START Dataset extract

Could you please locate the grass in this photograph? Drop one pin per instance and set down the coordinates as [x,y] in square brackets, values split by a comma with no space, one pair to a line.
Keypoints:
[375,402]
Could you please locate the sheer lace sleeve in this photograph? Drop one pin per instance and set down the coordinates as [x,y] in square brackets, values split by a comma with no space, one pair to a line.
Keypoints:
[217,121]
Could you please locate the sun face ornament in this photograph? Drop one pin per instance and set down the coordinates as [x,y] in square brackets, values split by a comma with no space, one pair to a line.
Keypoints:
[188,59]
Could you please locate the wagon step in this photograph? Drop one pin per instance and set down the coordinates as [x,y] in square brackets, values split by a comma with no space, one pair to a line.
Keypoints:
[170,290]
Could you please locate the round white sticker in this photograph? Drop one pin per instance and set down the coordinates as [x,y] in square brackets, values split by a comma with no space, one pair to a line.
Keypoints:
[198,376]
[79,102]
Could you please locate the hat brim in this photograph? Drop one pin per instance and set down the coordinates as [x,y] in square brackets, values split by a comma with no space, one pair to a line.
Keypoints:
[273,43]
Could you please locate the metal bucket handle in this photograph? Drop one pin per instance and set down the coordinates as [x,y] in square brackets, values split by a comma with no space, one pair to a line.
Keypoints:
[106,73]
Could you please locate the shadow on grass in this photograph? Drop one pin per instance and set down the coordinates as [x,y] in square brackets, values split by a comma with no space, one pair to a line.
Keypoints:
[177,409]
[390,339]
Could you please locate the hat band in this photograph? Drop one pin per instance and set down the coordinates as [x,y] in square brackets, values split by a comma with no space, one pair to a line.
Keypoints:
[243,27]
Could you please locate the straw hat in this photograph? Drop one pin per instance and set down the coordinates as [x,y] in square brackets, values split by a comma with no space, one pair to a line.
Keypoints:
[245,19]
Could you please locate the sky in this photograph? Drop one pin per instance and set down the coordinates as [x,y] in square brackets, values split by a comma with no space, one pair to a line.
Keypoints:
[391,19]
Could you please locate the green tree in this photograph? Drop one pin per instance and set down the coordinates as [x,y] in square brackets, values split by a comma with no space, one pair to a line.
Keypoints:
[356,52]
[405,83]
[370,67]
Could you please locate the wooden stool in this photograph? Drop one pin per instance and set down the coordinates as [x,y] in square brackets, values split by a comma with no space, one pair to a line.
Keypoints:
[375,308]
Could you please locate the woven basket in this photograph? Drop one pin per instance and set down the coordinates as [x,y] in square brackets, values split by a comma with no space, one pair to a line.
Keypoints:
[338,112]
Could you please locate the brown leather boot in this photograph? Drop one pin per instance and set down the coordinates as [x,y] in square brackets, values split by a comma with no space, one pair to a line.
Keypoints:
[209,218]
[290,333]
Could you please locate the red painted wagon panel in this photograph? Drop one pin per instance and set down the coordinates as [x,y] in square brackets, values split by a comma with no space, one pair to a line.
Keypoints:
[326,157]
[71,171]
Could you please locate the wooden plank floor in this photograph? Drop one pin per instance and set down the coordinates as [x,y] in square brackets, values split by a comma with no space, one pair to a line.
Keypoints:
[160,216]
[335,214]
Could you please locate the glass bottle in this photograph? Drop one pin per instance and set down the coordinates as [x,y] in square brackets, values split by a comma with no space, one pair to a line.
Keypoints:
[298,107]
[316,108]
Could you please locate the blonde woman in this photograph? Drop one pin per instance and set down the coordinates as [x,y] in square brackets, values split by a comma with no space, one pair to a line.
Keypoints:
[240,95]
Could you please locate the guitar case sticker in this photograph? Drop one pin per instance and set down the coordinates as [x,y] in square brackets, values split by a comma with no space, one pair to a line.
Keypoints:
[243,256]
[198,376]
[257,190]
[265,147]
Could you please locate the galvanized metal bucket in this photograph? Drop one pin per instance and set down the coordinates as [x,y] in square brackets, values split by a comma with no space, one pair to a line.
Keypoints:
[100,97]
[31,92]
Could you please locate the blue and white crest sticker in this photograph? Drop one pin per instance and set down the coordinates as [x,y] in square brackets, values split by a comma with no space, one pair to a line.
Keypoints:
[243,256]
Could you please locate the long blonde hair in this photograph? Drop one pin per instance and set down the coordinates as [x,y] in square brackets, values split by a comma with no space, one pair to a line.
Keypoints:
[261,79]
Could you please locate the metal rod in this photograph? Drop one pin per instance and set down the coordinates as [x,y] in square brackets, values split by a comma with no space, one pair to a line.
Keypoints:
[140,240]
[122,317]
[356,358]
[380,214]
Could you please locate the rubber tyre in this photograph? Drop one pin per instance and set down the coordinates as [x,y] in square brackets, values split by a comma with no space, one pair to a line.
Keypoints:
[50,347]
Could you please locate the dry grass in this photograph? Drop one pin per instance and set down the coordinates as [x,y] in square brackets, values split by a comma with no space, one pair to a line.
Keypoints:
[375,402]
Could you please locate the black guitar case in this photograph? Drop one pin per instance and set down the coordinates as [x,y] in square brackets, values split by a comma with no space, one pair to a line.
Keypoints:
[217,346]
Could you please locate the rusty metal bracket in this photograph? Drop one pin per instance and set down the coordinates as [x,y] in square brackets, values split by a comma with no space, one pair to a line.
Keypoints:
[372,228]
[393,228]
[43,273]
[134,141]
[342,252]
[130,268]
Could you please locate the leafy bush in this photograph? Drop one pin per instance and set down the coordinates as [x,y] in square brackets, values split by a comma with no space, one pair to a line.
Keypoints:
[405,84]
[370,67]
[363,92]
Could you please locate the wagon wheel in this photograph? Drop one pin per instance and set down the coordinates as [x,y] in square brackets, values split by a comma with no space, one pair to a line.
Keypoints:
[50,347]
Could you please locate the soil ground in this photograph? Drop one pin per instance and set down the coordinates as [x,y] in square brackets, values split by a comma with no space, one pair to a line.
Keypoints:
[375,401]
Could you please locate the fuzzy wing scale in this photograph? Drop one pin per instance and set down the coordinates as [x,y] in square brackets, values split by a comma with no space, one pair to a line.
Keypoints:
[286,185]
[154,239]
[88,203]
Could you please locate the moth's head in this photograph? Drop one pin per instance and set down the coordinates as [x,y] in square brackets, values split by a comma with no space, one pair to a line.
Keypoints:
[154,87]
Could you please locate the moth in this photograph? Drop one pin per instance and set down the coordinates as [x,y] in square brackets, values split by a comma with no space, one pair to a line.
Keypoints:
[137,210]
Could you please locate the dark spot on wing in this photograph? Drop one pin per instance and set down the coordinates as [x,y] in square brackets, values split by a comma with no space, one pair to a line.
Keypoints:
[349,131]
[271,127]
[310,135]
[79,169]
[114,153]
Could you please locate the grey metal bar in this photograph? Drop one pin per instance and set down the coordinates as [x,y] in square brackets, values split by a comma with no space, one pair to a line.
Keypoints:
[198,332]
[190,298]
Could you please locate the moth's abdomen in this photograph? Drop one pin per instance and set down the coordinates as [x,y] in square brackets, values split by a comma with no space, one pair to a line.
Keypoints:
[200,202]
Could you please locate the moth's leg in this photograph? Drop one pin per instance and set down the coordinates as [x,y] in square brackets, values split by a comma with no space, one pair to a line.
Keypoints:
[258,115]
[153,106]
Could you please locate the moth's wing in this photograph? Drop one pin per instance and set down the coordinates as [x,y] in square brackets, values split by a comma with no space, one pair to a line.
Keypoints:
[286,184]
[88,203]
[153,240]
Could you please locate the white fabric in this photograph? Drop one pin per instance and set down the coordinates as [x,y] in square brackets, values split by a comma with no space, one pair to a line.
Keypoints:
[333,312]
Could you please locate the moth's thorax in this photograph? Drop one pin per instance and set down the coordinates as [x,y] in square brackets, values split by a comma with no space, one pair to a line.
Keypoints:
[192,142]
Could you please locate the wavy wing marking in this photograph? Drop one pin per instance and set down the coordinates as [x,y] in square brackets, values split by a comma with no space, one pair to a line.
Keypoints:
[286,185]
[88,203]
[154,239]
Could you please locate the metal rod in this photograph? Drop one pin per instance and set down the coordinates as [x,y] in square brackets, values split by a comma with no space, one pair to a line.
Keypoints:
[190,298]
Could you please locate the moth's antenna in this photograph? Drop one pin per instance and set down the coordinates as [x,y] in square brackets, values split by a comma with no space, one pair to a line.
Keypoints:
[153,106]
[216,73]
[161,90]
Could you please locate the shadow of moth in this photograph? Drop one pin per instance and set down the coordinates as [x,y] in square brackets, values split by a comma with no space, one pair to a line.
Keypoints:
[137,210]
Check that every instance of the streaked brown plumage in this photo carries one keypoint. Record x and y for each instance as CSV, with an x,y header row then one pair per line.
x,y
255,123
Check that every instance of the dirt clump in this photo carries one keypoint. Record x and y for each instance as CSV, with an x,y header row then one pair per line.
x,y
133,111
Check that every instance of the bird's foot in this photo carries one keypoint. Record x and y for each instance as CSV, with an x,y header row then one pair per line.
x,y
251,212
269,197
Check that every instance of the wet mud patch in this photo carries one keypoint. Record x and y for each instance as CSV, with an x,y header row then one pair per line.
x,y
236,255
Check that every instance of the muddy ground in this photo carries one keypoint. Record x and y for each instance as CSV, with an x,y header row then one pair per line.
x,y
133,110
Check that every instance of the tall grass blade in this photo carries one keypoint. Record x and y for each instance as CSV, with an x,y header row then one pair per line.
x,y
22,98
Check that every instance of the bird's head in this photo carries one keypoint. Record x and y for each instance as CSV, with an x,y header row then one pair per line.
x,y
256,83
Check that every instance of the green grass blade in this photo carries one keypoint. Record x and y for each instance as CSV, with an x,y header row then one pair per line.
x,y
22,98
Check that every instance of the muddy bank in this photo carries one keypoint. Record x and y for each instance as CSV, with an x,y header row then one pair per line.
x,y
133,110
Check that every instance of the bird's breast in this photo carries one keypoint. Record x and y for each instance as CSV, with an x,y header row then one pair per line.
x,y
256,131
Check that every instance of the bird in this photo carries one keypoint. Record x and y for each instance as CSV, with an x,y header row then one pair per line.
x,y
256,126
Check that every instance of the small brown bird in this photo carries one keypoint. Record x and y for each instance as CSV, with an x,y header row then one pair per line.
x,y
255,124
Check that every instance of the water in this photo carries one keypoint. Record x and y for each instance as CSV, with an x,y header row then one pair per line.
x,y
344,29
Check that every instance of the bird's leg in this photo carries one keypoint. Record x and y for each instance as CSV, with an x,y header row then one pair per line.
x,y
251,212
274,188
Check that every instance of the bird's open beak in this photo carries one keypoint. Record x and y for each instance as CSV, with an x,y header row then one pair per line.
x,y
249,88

END Dataset extract

#### [Your task]
Report every line in the data above in which the word "wing" appears.

#### [Answer below]
Could you please locate the fuzzy wing scale in this photograph? Drop one pin per instance and set down the coordinates as [x,y] in square brackets, values split by a comma with no space, one pair to a line.
Could you please locate the dark spot on wing in this photograph? Drop one pin per instance and set down the coordinates as [x,y] in square brackets, values split by a comma with no space, one pair to a line.
Could you please locate the moth's wing in this photograph? Drop one pin per instance and set down the coordinates as [x,y] in square brackets, values split by a comma with no space, one pair to a line.
Could you please locate the wavy wing marking in this photograph? Drop one pin per instance and set down the coordinates as [x,y] in square brackets, values split by a comma with no space, one pair to a line.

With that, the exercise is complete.